SUPPLIED INFORMATION »
◆ ◆ ◆ ◆ ◆ ◆ ◆

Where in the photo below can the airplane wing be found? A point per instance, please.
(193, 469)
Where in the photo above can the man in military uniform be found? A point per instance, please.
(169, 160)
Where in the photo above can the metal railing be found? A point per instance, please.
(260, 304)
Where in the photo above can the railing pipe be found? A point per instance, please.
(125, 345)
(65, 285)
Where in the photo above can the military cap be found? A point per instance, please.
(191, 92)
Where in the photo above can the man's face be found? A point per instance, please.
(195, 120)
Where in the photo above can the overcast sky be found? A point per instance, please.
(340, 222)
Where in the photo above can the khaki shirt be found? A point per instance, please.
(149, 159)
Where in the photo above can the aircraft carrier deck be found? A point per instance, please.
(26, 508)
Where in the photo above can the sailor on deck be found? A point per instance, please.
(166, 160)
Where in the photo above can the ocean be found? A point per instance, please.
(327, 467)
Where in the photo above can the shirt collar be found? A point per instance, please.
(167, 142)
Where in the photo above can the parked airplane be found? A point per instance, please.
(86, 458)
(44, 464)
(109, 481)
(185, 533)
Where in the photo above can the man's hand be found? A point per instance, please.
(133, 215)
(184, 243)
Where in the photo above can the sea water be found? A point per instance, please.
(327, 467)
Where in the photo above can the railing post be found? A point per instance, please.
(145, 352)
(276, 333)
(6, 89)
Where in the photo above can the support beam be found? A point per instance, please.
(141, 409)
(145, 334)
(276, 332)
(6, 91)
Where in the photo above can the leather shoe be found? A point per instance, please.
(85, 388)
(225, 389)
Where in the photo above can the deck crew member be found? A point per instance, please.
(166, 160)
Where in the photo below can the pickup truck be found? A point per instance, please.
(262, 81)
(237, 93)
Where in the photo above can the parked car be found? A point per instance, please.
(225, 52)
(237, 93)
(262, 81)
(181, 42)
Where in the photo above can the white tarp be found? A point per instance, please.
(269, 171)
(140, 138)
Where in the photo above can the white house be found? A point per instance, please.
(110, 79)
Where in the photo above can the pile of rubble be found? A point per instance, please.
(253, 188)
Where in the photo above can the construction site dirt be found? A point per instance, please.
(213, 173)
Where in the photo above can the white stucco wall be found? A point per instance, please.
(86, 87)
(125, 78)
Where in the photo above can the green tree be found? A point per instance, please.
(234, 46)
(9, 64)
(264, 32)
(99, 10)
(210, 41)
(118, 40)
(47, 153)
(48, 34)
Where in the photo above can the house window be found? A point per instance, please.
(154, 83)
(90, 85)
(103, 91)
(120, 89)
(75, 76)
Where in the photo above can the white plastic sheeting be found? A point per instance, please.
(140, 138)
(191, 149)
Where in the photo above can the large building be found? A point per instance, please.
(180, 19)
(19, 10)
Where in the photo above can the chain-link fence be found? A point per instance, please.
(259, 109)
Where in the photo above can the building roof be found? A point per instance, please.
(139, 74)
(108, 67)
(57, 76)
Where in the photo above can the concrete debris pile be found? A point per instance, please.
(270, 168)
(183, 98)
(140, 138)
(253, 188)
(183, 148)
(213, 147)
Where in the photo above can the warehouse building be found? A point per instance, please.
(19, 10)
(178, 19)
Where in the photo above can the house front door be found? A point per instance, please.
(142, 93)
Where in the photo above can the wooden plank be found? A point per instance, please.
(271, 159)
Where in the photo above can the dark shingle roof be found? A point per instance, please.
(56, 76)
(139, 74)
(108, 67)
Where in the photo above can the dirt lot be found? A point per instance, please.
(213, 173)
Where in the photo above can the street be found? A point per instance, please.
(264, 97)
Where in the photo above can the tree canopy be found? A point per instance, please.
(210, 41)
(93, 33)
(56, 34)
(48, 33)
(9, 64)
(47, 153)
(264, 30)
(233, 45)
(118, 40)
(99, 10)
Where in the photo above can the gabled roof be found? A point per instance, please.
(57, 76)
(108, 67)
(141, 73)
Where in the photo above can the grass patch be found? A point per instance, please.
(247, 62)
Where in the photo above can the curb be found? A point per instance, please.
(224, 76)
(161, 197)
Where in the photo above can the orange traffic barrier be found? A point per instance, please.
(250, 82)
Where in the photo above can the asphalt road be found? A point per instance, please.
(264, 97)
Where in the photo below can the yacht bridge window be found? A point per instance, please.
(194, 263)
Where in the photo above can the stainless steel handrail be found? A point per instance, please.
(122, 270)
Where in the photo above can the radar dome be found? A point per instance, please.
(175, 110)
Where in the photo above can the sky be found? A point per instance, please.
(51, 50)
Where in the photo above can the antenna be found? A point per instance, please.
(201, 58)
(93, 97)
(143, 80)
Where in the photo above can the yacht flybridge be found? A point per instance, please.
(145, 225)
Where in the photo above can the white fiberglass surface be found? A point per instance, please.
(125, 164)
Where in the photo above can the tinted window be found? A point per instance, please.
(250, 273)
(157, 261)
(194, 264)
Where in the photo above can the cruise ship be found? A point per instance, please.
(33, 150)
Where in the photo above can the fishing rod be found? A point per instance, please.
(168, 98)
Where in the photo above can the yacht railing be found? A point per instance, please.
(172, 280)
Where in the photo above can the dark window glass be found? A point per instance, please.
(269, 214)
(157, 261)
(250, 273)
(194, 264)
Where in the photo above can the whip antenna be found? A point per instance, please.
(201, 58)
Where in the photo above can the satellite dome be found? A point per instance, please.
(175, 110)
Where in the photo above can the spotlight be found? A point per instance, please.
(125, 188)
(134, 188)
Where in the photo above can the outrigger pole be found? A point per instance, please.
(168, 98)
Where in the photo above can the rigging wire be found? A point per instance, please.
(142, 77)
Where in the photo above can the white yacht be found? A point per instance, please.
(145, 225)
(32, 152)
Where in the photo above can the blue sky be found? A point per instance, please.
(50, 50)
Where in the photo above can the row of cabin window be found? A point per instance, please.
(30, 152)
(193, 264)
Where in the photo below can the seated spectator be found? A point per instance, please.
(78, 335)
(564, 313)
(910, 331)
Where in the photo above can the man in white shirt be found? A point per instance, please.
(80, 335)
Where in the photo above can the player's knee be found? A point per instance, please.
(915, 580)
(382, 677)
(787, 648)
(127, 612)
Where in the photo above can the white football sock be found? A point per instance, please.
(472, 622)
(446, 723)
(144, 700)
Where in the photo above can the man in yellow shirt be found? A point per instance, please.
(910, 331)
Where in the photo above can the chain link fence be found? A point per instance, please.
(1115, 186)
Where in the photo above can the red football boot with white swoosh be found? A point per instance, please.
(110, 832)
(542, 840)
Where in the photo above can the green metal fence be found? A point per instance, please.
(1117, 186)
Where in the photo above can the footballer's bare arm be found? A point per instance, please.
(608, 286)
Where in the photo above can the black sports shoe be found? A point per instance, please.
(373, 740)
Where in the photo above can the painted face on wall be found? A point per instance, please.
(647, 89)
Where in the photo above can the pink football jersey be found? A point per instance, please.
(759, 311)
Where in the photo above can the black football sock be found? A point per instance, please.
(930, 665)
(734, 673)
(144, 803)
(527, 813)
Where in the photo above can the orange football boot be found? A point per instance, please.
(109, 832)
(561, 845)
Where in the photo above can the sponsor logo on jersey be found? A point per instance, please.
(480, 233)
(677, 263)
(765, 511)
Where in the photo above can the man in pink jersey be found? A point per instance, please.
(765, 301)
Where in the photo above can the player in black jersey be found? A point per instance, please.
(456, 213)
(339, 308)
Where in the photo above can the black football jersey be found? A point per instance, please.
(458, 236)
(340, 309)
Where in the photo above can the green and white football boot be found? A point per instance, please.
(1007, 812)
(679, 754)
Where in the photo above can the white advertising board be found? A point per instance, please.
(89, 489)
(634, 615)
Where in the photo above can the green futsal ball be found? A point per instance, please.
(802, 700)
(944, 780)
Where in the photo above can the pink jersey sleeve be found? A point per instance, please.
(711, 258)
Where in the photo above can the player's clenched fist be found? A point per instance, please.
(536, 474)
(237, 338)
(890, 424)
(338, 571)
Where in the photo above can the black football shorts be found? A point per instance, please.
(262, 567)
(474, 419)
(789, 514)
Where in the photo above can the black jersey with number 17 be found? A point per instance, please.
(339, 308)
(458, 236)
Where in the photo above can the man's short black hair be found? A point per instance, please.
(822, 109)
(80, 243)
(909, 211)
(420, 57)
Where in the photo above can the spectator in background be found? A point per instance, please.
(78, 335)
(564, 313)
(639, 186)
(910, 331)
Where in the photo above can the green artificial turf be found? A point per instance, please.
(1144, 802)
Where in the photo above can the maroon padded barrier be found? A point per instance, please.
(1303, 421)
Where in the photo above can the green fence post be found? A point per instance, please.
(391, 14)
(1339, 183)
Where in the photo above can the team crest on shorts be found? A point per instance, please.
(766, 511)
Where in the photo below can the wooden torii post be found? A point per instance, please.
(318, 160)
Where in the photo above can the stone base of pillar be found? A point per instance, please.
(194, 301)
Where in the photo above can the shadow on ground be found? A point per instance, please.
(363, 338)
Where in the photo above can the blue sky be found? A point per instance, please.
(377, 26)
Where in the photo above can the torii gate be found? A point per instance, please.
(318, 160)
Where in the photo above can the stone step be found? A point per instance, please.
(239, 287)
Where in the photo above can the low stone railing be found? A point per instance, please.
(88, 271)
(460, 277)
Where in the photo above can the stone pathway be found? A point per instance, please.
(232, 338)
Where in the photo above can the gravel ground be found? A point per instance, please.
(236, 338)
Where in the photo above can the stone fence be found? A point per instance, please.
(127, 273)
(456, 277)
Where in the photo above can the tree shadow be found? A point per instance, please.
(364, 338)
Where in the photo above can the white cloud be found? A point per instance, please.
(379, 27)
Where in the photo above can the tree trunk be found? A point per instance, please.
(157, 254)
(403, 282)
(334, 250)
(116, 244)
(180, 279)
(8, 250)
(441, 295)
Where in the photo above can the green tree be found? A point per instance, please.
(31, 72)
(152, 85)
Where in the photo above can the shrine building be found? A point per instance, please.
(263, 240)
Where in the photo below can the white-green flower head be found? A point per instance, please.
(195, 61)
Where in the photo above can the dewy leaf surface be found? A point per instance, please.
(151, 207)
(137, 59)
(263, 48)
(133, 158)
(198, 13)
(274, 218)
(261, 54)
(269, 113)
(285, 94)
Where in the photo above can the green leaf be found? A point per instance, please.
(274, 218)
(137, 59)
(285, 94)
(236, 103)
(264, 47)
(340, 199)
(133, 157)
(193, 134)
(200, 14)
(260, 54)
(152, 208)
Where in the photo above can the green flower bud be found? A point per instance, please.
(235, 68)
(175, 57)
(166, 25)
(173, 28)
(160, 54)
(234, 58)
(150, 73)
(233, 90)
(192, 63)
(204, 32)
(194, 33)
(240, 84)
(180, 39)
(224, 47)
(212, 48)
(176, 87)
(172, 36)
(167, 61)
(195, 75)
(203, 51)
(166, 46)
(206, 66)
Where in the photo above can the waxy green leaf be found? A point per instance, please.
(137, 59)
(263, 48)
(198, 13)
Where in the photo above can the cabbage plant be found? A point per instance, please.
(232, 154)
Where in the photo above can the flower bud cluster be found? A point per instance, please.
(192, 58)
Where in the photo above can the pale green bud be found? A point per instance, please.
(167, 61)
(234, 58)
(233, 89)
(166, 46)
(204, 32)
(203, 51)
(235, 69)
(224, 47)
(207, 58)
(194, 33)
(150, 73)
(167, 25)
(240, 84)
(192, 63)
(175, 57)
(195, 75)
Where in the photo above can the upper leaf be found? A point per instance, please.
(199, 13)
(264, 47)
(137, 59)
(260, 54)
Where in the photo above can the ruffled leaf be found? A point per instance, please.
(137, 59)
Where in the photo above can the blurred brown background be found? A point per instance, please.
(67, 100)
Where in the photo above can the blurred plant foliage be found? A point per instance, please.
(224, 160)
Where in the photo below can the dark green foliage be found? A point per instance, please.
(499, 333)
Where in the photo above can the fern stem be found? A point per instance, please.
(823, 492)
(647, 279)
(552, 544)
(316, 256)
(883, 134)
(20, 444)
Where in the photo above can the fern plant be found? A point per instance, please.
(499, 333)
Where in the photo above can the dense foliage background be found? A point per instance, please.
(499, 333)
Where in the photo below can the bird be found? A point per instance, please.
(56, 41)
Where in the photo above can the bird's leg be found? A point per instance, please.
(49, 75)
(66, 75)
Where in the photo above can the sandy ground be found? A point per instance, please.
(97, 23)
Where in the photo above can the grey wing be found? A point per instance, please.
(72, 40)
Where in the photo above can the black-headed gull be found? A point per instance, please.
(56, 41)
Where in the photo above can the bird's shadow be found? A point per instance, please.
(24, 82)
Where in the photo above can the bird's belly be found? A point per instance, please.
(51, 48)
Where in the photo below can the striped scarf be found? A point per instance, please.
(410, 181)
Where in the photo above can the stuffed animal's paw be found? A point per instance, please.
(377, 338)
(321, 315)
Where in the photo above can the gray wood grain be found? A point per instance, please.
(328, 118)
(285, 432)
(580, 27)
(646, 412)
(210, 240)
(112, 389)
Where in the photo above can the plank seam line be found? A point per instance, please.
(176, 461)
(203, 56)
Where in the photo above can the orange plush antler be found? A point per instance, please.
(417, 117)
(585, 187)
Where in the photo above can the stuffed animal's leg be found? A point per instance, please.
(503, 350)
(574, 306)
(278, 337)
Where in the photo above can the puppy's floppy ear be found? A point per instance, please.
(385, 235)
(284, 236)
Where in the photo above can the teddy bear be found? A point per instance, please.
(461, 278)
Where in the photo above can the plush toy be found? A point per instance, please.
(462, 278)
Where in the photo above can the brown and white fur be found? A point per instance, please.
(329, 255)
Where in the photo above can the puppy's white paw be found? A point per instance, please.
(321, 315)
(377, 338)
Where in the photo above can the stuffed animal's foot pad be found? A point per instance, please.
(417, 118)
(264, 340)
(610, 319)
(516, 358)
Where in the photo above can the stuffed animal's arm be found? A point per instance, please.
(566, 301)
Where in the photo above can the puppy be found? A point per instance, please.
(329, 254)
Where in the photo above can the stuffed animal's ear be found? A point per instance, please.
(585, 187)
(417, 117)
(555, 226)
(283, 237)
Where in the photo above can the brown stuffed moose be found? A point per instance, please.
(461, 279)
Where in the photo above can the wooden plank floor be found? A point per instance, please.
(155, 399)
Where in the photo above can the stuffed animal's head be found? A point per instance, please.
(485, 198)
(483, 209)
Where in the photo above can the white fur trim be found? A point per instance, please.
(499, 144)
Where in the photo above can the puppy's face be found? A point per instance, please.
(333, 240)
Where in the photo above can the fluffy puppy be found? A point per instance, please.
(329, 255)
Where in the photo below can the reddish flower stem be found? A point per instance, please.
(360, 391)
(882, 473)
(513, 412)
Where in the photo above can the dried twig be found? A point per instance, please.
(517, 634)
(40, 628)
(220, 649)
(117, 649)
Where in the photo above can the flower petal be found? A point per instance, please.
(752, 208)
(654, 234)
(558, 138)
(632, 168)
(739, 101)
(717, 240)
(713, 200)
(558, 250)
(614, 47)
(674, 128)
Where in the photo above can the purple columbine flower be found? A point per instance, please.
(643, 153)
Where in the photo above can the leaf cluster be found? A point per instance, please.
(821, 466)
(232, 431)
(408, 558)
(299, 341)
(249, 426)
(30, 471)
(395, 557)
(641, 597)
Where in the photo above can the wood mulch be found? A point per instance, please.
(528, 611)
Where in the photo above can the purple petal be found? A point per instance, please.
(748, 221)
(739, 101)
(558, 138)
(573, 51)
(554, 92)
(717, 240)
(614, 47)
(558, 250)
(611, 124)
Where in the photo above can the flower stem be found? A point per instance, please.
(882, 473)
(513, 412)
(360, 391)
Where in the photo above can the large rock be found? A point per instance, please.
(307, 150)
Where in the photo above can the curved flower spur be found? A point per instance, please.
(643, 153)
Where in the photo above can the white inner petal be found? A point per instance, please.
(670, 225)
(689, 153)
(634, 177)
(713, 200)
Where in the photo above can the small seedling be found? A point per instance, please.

◆ ◆ ◆ ◆ ◆ ◆ ◆

TASK STATEMENT » Reproduce the records from the line containing "Where in the photo above can the purple petal" up to and including the final line of the records, substituting "granite boulder" for "large rock" and keeping everything else unchanged.

ANSWER FOR THE TASK »
Where in the photo above can the purple petal be found? A point per instance, please.
(748, 221)
(739, 101)
(558, 138)
(573, 51)
(554, 92)
(717, 240)
(614, 47)
(558, 250)
(611, 124)
Where in the photo above can the flower stem be found? A point per instance, please.
(882, 473)
(513, 412)
(360, 391)
Where in the photo above can the granite boulder be found? A point per instance, please.
(307, 150)
Where in the photo above can the curved flower spur be found? A point per instance, please.
(643, 153)
Where in the photo above can the white inner petal be found? A point per instance, please.
(670, 225)
(689, 153)
(634, 177)
(713, 200)
Where in the photo above can the small seedling be found? A point per instance, please.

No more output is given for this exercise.